#### Estratto fornito:
____

La lavorazione del bronzo: le campane della ditta  Colbacchini – Favaretti  di Bassano del Grappa

Tratto da: LA LAVORAZIONE DEI METALLI di Evaristo Borsatto

Il bronzo è una lega di rame e stagno. In base alla percentuale di stagno e di minime dosi di altri metalli (come lo zinco, il piombo, il ferro, il manganese, l’alluminio) il bronzo può assumere particolari colorazioni e caratteristiche, come appunto la sonorità argentina o pastosa propria di campane e campanelle. Ed è soprattutto di queste ultime che si vuole qui trattare, visto che il Vicentino, in questo campo – si può dire per quasi due secoli – ha tenuto il primato mondiale, soprattutto grazie alla ditta Colbacchini e poi Colbacchini – Favaretti di Bassano del Grappa (primato ora passato alle fonderie di Vittorio Veneto, delle Marche e della Sicilia), che dalla sua fondazione al 1972, anno della definitiva chiusura, ha prodotto oltre 2000 campane superiori ai due quintali – e migliaia di campane e campanelle al di sotto di questo peso (oltre ad una gamma infinita di oggetti in bronzo e, un tempo, anche in rame e ultimamente anche in ghisa) – che fornirono concerti, come appare da un dépliant del secolo scorso, non solo nel Veneto (e in particolare nella provincia di Vicenza, con oltre 400 campane!) e nell’Italia in genere (alta Italia soprattutto), ma anche in tutto il mondo, specie in Brasile. In questo grande stato infatti un generoso figlio della famiglia Colbacchini, padre Pietro, missionario scalabriniano, recatosi per assistere gli emigrati italiani proprio durante la guerra di secessione e morto in odore di santità nel 1901, fondò la città di Nova Bassano.

Ma quali erano le fasi delle “artistiche fusioni” che fecero conquistare ai Colbacchini numerosi riconoscimenti ed attestati a tal punto che <<giornali italiani e stranieri furono concordi nel ritenere la fonderia di Angarano una delle migliori e più efficienti del suo genere>>? Nella fonderia Colbacchini – Favaretti, situata vicino al Ponte Vecchio degli Alpini di Bassano del Grappa, secondo le informazioni del suo ultimo proprietario, l’industriale Paolo Favaretti e di un suo ex dipendente, Angelo Basso Fioravante, ormai ultimi testimoni della lavorazione “classica”, si procedeva in questo modo. Avuta una commissione, per la fusione di una singola campana (o di un “concerto”), si procedeva nello stilare un contratto sul suo peso, la tonalità, i fregi e le scritte da mettere in rilievo (per le potenzialità dei due forni fusori e del castello per il sollevamento degli stampi della ditta Colbacchini – Favaretti, la campana non poteva superare i 40 quintali). Subito dopo venivano stilate le modalità della lavorazione, al fine di preparare la materia prima, lo stampo (sàgoma) e la predisposizione del sito, sempre al “coperto”, ove dovevano essere costruite, in una fossa piuttosto voluminosa, l’ànima, cioè la struttura interna su cui si doveva poi modellare la falsa campana con tutti i fregi e le scritte (da togliere poi per lasciare il vuoto che doveva essere riempito alla fine dal bronzo fuso per ottenere la “vera campana”), falsa campana da avvolgere infine con il mantello (camisa), al cui interno sarebbero rimasti impressi al negativo forma, fregi e scritte della futura campana.

____

#### Voci fornite:

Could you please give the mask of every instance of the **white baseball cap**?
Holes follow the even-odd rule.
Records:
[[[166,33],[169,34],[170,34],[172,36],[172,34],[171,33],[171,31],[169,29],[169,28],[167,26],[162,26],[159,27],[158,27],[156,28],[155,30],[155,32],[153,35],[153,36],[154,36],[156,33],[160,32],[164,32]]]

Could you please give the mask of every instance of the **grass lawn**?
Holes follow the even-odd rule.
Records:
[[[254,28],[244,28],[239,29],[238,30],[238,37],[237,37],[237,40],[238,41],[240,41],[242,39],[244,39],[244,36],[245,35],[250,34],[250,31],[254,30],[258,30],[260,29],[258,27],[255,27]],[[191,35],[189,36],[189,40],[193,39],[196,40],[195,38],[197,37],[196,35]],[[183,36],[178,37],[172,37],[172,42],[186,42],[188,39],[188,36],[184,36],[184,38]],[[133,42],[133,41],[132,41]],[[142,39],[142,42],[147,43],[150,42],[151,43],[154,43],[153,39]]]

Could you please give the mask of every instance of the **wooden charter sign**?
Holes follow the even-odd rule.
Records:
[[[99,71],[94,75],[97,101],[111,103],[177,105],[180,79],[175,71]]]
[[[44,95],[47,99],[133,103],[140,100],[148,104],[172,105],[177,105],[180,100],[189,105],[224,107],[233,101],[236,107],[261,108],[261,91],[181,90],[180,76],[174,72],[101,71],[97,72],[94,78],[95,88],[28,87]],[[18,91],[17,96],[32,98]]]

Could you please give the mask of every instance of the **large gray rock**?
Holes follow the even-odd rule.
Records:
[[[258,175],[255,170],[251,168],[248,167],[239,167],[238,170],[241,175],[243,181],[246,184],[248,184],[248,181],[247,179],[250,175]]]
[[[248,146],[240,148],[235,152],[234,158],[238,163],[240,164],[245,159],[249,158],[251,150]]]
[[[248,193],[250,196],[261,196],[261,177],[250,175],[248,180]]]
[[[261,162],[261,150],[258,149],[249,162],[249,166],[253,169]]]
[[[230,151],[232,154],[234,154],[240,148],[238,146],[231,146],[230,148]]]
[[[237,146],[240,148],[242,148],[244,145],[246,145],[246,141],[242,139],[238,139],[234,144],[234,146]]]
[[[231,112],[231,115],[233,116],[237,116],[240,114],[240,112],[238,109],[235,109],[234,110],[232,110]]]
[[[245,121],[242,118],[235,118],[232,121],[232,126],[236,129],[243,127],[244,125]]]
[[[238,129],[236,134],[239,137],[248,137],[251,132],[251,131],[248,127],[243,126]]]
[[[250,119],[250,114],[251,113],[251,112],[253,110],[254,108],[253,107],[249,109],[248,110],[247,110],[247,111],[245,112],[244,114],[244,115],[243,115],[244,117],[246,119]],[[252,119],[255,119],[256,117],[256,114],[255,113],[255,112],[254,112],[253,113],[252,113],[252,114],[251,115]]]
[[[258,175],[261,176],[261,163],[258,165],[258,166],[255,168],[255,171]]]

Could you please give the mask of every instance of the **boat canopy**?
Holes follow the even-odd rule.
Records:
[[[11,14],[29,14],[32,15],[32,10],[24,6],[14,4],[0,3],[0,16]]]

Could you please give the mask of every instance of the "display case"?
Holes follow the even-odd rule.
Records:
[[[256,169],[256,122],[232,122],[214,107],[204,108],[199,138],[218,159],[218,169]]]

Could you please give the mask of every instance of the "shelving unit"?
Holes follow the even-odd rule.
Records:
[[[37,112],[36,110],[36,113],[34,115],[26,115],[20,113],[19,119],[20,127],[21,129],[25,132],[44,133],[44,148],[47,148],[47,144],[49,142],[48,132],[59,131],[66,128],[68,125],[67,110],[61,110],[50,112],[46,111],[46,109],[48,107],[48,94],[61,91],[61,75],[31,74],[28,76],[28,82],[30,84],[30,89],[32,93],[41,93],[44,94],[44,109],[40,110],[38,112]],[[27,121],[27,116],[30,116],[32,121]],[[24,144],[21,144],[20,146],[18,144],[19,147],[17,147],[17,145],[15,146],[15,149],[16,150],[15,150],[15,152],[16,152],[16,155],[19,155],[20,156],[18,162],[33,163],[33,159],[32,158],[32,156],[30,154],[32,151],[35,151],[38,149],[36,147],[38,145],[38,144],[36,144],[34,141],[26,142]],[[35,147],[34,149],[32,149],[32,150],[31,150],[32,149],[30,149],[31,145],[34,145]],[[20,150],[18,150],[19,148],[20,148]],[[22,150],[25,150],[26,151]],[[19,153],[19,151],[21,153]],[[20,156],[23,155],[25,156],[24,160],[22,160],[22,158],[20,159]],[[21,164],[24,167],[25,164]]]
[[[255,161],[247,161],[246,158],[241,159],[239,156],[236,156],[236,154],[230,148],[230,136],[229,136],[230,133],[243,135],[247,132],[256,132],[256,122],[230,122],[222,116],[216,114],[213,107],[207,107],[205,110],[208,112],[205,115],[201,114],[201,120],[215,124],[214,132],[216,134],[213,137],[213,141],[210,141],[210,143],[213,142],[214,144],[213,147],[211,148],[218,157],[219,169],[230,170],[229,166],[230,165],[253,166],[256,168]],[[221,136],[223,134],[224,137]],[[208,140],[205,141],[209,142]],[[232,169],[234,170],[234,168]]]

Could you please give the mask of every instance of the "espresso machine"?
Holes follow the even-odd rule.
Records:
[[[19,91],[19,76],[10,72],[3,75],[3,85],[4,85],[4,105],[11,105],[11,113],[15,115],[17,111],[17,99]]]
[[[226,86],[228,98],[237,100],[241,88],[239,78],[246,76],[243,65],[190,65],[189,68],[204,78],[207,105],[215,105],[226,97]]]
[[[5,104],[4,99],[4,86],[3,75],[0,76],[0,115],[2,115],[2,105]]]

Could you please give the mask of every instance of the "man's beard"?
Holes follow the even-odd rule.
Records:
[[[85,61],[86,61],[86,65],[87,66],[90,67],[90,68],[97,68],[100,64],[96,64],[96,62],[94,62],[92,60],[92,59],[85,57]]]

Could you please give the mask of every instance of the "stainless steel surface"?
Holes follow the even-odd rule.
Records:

____

#### Requisiti delle attività:
(a) Filtra le voci e riporta ogni riga che contiene la parola "please".
(b) Prosegui il brano sulla fusione delle campane a partire dalla sua ultima frase.

#### Risposte per attività:
(a)
Could you please give the mask of every instance of the **white baseball cap**?
Could you please give the mask of every instance of the **grass lawn**?
Could you please give the mask of every instance of the **wooden charter sign**?
Could you please give the mask of every instance of the **large gray rock**?
Could you please give the mask of every instance of the **boat canopy**?
Could you please give the mask of every instance of the "display case"?
Could you please give the mask of every instance of the "shelving unit"?
Could you please give the mask of every instance of the "espresso machine"?
Could you please give the mask of every instance of the "man's beard"?
Could you please give the mask of every instance of the "stainless steel surface"?

(b)
Prima di iniziare la costruzione di questa complessa opera che richiedeva qualche mese di lavoro, occorreva avere già preparato della terra argillosa, la tèra crèa pi grasa e quella manco grasa: quella pi grasa doveva venire mescolà con l’acqua e lasciata depositare per circa un mese per poi essere setacciata (ripasà) perché non contenesse sassolini, pronta così per essere lavorata; quella pi magra si sarebbe adoperata al momento, aggiungendovi semplicemente dell’acqua. A questo punto, con l’ausilio dello “stampo”, una sagoma in legno che riproduceva il mezzo profilo della sezione interna della campana (stampo che girando su un perno piazzato al centro esatto della struttura da costruire – ànima – avrebbe modellato nelle varie fasi l’interno della campana), si procedeva a porre in opera dei mattoni appositamente sagomati (quarèi sagomài), piuttosto porosi perché fatti “a mano”, adoperando come “collante” una strana malta, lo sterco di mulo o di cavallo (che veniva “fornito” dalla caserma degli alpini Monte Grappa) privato solo (operazione che si faceva a mani nude perché i guanti intrigava) dée pajùsche e bachetéi pi gròsi: non avendo gli equini il rumine come le mucche, i “filamenti” del fieno rimanevano intatti, permettendo così ai gas della colata di bronzo – che non riuscivano ad uscire dagli sfiati piazzati nella parte superiore dello stampo - , tramite i loro microscopici canaletti, lo sfogo “laterale”, senza la conseguente formazione di bolle che avrebbero compromesso l’integrità delle scritte, dei fregi e anche della stessa campana.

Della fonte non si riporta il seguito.